> _Consegna_
Trascrivi parola per parola il passo del testo su Armin Theophil Wegner che parte da "Si tratta di" e termina con "Piazza di Pietra.".

##### Testo estratto #####

Si tratta di Armin Theophil Wegner, a cui il giornalista e storico milanese Gabriele Nissim ha dedicato il libro La lettera a Hitler (ed. Mondadori), presentato a Roma presso la sala conferenze del Tempio di Adriano a Piazza di Pietra.

All’evento, oltre all’autore, hanno partecipato Renzo Gattegna, presidente dell’Unione delle comunità ebraiche italiane, l’ambasciatore armeno in Italia Sargis Ghazaryan, il giornalista del Corriere della Sera e scrittore Gian Antonio Stella, Mischa Wegner, figlio di Armin, Wlodek Goldkorn, giornalista polacco dell’Espresso, e Stefan Schneider, consigliere culturale presso l’Ambasciata di Germania. La presentazione è stata moderata dalla giornalista Viviana Kasam e arricchita dalle letture di brani del libro da parte dell’attrice Manuela Kustermann.

Wegner è definito da Nissim (presidente dell’associazione Gariwo, finalizzata alla scoperta e all’approfondimento delle storie dei giusti che si opposero ai genocidi) “combattente solitario contro i genocidi del Novecento” e, per il suo impegno, fu riconosciuto giusto fra le nazioni da Israele, nel 1967, e giusto fra gli armeni nel 1990. Come ricordato da Gattegna nel suo intervento, “scrisse anche a Mussolini per cercare di fermare la sua politica antisemita”. Dopo aver più volte denunciato le discriminazioni razziali in Germania, fu internato nei campi di concentramento nazisti da cui fu rilasciato nel 1939. A quel punto fuggì in esilio in Italia. “Successivamente si avvicinò al comunismo – ha sottolineato Gattegna – ma se ne allontanò inorridito dai crimini dello stalinismo”.

##### Dati estratti #####

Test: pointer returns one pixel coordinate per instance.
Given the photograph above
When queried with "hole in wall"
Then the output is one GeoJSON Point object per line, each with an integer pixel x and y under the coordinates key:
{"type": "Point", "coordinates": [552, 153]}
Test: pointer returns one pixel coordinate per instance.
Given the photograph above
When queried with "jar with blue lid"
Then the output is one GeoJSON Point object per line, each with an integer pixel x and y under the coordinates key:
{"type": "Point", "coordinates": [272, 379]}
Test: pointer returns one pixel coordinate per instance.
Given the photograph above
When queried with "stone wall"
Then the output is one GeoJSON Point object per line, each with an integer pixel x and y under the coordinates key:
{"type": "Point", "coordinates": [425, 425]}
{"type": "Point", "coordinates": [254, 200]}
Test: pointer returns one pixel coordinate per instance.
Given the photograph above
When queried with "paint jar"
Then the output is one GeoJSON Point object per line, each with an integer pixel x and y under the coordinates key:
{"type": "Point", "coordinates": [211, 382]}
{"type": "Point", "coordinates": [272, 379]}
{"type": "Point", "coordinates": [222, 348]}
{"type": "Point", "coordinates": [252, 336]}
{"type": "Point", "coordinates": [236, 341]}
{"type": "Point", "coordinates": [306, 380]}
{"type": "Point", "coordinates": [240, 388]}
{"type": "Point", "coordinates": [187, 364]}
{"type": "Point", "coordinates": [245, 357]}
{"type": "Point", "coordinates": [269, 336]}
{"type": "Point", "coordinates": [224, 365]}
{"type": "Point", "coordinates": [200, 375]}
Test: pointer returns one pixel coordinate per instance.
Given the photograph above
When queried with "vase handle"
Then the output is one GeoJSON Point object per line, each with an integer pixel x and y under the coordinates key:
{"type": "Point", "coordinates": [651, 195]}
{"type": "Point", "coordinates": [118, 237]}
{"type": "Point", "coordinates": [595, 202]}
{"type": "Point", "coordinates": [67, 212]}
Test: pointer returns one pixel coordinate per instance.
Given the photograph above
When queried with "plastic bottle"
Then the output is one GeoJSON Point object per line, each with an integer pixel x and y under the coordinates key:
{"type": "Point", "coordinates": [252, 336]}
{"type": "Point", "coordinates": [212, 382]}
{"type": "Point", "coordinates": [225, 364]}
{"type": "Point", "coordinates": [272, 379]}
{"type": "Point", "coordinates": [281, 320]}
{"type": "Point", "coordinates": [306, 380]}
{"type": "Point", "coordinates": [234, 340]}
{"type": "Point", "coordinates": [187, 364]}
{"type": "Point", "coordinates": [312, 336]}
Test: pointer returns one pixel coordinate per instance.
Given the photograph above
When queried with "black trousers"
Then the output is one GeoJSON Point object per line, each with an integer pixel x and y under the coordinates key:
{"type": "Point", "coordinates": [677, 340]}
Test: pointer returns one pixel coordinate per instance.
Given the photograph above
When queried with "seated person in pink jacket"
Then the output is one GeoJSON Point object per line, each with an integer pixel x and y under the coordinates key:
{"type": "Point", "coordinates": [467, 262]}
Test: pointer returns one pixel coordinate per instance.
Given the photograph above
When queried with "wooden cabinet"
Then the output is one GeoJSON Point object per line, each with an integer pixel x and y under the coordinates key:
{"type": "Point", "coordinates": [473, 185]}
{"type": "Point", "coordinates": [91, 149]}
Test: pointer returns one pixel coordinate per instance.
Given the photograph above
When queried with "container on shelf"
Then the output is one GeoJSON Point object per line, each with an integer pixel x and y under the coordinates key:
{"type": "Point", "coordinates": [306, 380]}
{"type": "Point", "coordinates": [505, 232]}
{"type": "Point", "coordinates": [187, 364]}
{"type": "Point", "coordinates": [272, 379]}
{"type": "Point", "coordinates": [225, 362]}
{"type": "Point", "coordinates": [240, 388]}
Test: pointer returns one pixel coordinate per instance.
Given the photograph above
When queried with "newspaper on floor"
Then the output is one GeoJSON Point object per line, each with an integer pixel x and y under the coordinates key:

#####

> _Soluzione_
Si tratta di Armin Theophil Wegner, a cui il giornalista e storico milanese Gabriele Nissim ha dedicato il libro La lettera a Hitler (ed. Mondadori), presentato a Roma presso la sala conferenze del Tempio di Adriano a Piazza di Pietra.